• _SUPPLIED TEXT_
== Segment start ==

Washington University in St. Louis professor Barbara A. Schaal speaks about plant domestication at a lecture Thursday.
Washington University in St. Louis professor Barbara A. Schaal speaks about plant domestication at a lecture Thursday. By Kai R. McNamee
By Davit Antonyan and Jeromel Dela Rosa Lara, Contributing Writers

Biologist Barbara A. Schaal charted the history of animal and plant domestication and its future implications for human society in a Harvard Museum of Natural History lecture Thursday night.

More than 150 Harvard affiliates and members of the public attended the talk, hosted by the Harvard Museums of Science and Culture as part of the ongoing “Evolution Matters” lecture series. Schall’s talk, entitled “An Evolutionary Journey through Domestication,” drew on her work as a biology professor and dean of the Faculty of Arts & Sciences at Washington University in St. Louis. She previously served as Vice President of the National Academy of Sciences and a member of the President’s Council of Advisors on Science and Technology during the Obama administration.

Schaal began her address by arguing that artificial selection is both a historical and ongoing genetic process.

“The domestication of plants and animals started about 15,000 or 13,000 years ago, and it is actually continuing now,” Schaal said. “Humans have a co-evolutionary interaction with plants and animals where one species as it changes influences the other species and responds to that change. [It] goes back and forth.”

Schaal primarily focused on intensified plant domestication as a practical future application of artificial selection, citing growing research on under-utilized plant species.

“There are about 20,000 edible plant species, about 2,000 of them are economically important, and about 30 of them provide most of the world’s food,” she said. “There is the potential for additional plant domestication providing new kinds of foods from the wild species that are out there.”

== Segment end ==

• _PROVIDED MATERIAL_
== Segment start ==

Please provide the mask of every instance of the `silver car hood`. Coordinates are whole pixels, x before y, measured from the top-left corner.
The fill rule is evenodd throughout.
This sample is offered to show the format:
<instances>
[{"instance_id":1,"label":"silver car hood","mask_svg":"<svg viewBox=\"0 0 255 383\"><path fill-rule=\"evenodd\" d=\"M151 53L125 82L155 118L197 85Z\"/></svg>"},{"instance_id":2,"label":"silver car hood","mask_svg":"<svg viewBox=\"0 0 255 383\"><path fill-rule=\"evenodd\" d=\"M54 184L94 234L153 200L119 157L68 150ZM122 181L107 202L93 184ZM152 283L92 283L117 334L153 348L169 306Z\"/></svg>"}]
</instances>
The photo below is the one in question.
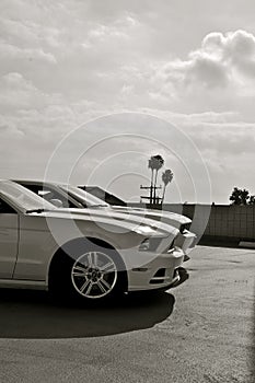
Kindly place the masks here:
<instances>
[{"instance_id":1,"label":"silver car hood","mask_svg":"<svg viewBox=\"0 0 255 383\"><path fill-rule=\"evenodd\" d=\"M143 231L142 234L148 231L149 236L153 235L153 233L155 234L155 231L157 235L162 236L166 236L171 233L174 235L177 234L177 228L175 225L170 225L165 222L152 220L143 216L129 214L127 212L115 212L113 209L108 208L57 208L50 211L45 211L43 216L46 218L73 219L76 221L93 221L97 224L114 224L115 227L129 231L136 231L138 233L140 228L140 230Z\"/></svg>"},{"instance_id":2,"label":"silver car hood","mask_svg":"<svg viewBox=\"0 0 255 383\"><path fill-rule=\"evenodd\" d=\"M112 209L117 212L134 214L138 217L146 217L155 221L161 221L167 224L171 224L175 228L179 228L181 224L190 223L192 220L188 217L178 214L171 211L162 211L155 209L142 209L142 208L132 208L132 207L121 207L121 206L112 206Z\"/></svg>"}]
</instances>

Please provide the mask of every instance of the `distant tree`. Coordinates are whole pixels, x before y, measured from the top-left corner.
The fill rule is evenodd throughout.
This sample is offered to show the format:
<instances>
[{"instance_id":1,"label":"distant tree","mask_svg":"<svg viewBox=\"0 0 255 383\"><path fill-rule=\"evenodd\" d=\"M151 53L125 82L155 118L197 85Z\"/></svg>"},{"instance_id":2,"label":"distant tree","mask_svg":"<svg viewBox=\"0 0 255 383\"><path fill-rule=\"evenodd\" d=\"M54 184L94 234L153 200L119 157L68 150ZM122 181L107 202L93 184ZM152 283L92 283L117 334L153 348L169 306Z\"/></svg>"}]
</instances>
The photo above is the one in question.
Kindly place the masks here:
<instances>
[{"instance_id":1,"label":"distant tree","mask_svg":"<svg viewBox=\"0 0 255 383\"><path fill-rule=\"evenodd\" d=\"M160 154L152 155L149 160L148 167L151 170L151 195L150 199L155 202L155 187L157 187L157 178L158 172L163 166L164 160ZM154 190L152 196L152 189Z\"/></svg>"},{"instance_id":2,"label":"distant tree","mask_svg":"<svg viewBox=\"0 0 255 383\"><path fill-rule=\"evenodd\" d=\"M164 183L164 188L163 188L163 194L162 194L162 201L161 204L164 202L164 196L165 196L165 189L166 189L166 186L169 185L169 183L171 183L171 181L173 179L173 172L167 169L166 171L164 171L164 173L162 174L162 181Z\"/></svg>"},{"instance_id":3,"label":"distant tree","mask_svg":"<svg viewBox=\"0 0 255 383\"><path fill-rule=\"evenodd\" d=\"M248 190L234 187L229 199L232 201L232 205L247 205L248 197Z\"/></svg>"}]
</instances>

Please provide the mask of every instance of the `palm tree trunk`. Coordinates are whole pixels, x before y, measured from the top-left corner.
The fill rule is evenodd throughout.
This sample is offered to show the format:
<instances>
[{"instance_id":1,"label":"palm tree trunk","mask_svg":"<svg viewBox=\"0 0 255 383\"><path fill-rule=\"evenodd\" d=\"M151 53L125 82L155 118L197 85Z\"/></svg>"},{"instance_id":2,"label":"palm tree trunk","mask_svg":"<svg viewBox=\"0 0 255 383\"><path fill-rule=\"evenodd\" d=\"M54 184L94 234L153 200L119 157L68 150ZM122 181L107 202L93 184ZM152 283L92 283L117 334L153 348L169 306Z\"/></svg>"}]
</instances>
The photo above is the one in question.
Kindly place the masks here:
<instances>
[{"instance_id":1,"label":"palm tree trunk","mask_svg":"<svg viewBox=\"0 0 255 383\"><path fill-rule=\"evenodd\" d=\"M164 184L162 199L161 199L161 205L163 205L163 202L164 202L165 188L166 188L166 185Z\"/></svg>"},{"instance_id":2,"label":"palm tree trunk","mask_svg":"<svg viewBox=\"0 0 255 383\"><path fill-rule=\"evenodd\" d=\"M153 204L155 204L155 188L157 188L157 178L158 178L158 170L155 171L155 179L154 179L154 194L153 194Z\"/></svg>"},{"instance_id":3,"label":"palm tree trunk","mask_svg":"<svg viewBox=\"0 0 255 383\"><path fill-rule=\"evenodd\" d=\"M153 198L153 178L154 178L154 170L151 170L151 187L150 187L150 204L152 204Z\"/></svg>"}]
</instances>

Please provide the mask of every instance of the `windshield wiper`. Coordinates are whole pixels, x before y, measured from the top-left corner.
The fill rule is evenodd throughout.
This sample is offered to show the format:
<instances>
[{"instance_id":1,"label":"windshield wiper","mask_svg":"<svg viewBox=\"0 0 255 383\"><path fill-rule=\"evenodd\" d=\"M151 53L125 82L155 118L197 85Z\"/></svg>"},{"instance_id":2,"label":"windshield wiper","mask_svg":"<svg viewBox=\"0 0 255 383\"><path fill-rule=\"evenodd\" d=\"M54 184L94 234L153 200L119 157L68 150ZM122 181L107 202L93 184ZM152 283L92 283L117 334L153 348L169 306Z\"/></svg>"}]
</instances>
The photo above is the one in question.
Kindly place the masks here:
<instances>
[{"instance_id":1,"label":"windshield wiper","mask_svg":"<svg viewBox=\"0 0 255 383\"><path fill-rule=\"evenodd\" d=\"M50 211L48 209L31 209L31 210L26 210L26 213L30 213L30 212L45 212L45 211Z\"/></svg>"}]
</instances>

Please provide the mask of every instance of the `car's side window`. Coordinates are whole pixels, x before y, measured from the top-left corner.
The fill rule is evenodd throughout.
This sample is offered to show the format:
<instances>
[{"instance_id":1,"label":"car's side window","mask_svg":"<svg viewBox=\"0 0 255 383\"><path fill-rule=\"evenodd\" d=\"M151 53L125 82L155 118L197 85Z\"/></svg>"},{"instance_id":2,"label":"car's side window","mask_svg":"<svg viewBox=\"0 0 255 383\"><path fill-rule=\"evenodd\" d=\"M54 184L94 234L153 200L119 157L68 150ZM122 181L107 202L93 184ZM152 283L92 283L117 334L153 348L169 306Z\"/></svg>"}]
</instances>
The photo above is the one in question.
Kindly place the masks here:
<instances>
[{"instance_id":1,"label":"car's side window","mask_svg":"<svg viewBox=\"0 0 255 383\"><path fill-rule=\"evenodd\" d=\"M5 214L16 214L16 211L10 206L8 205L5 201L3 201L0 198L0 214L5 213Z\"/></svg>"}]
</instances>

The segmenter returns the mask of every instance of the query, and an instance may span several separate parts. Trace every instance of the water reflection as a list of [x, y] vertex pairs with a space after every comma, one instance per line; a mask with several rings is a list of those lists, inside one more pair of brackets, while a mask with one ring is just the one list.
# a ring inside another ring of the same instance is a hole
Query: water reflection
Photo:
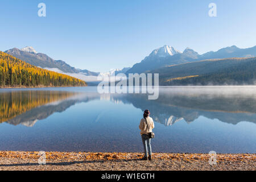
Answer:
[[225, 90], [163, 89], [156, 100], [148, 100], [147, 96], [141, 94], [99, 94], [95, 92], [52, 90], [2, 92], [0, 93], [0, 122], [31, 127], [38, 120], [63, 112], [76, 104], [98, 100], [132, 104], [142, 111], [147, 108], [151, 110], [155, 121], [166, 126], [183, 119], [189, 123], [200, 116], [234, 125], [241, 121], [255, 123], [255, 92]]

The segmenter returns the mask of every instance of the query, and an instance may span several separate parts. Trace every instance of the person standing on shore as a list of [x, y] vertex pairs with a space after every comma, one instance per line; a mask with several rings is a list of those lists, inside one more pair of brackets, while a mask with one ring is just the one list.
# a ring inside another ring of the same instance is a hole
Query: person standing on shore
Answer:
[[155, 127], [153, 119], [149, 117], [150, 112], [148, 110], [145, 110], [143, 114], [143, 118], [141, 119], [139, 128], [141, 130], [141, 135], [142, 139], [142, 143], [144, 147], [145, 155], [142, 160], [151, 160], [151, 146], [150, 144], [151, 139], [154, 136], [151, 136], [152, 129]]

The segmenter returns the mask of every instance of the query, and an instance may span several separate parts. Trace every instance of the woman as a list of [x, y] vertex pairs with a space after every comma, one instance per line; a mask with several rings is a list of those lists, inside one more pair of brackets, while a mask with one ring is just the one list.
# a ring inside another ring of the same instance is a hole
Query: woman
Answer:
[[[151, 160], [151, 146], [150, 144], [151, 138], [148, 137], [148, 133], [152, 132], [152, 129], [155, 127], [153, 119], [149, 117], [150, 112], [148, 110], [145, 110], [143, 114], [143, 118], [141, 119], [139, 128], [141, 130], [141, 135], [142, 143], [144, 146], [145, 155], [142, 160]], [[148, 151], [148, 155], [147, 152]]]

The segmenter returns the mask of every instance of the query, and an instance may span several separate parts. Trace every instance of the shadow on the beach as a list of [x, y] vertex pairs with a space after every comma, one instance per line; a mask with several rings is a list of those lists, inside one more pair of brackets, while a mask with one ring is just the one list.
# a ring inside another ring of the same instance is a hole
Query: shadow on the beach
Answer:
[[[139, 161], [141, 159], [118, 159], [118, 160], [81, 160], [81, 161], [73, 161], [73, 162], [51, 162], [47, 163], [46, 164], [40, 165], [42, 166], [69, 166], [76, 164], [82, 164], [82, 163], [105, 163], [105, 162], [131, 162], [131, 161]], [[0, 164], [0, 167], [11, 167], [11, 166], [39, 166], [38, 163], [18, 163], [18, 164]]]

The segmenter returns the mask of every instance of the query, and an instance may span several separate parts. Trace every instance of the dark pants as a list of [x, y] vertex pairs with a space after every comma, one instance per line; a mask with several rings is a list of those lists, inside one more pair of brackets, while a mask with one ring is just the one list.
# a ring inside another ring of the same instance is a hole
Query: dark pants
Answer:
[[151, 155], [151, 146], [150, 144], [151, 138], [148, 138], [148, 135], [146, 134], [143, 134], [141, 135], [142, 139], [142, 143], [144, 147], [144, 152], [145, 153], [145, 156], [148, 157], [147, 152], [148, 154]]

== Segment end ==

• _TASKS TO PERFORM_
#1 In the article on Barbara A. Schaal's domestication lecture, revise the stretch from "More than 150" through "ongoing genetic process." so that "artificial selection" becomes "selective breeding".
#2 According to the article on Barbara A. Schaal's domestication lecture, how many people attended the talk?
#3 Write the next part of the article on Barbara A. Schaal's domestication lecture, picking up after its final sentence.
The lines on this page were taken from a different source than the text.

• _RESPONSES TO THE TASKS_
#1
More than 150 Harvard affiliates and members of the public attended the talk, hosted by the Harvard Museums of Science and Culture as part of the ongoing “Evolution Matters” lecture series. Schall’s talk, entitled “An Evolutionary Journey through Domestication,” drew on her work as a biology professor and dean of the Faculty of Arts & Sciences at Washington University in St. Louis. She previously served as Vice President of the National Academy of Sciences and a member of the President’s Council of Advisors on Science and Technology during the Obama administration.

Schaal began her address by arguing that selective breeding is both a historical and ongoing genetic process.

#2 More than 150 Harvard affiliates and members of the public attended.

#3
Schaal also argued that pursuing these untapped opportunities for plant domestication could help offset climate change.

“In a global situation where more and more population is becoming urban or in parts of the earth where agriculture is suffering because of climate change, this whole idea of expanding what we use really does rest on some of these basic fundamental principles that first came out in domestication,” she said.

Audience members listen to a Thursday afternoon talk on plant evolution.
Audience members listen to a Thursday afternoon talk on plant evolution. By Kai R. McNamee

Event attendee Lucas Wilbur, a senior at Concord-Carlisle High School, said he found Schaal’s theories on artificial selection to be “interesting and way different than anything else we’ve learned in school.”

Iona Brightman, a biology teacher at Vassal Lane Upper School, said she gave her 8th grade students extra credit to attend Schaal’s talk, encouraging them to hear from an expert in the field.

“Evolution is one of our units, not the one that we are doing right now, but this one is on artificial selection, so it’s right up their alley of what we are talking about,” Brightman said.